> **Task objective**
Rewrite the lines from the first one through the line containing "point(133, 82)", replacing "wildlife tally" with "flood scene tally" and changing nothing else.

--- begin ---

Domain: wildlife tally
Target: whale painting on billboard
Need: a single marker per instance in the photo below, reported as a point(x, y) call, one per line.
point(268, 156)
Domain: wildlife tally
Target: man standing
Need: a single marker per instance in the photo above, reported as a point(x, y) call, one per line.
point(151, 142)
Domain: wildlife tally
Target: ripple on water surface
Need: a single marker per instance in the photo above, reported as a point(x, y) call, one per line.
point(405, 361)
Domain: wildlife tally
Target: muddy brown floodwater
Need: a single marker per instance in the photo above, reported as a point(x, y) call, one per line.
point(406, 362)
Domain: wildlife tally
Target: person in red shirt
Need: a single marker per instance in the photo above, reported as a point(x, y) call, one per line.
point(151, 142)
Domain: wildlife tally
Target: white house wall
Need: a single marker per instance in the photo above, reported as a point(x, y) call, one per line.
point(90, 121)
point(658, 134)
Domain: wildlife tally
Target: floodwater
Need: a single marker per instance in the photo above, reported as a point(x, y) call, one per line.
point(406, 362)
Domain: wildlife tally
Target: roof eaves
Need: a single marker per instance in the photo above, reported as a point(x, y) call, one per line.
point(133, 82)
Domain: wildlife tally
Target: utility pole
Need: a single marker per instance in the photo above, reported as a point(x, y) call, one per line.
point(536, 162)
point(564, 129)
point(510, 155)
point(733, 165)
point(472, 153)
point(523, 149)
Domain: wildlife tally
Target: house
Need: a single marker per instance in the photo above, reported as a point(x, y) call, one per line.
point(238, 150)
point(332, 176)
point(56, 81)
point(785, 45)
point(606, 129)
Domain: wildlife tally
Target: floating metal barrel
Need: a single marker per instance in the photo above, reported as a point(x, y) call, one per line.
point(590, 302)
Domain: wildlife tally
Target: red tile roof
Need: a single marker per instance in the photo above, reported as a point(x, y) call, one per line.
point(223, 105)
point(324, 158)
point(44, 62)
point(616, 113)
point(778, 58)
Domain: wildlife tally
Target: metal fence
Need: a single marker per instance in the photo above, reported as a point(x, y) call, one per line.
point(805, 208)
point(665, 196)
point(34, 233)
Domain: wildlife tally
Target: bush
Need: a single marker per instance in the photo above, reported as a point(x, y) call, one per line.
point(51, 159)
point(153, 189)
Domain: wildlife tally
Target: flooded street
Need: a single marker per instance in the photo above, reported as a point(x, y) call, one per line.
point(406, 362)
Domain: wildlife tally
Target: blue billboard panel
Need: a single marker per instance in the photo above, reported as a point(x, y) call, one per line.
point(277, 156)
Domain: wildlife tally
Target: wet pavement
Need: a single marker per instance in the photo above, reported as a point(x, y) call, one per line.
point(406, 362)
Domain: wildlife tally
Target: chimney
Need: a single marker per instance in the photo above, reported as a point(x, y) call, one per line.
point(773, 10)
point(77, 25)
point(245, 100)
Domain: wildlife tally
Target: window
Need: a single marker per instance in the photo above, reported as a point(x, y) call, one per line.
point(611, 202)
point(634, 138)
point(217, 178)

--- end ---

> **Exercise solution**
Domain: flood scene tally
Target: whale painting on billboard
Need: a single marker per instance in the photo below, reported as a point(x, y) call, one per line.
point(268, 156)
Domain: flood scene tally
Target: man standing
Need: a single marker per instance in the photo above, reported as a point(x, y) call, one per line.
point(151, 142)
Domain: flood scene tally
Target: ripple on water surface
Need: a single marker per instance in the photo above, reported as a point(x, y) call, one per line.
point(405, 361)
Domain: flood scene tally
Target: muddy brown floodwater
Need: a single marker per instance in the photo above, reported as a point(x, y) call, one per line.
point(406, 362)
Domain: flood scene tally
Target: person in red shirt
Need: a single marker per instance in the photo above, reported as a point(x, y) call, one per line.
point(151, 142)
Domain: flood scene tally
Target: white house wall
Need: a single marker per instance in the photo above, reported as a point(x, y) call, one per line.
point(90, 121)
point(658, 134)
Domain: flood scene tally
Target: floodwater
Need: a single marker per instance in the photo above, reported as a point(x, y) call, one per line.
point(406, 362)
Domain: flood scene tally
Target: roof eaves
Need: a single marker per instance in the photo above, reported as a point(x, y) call, one per line.
point(133, 82)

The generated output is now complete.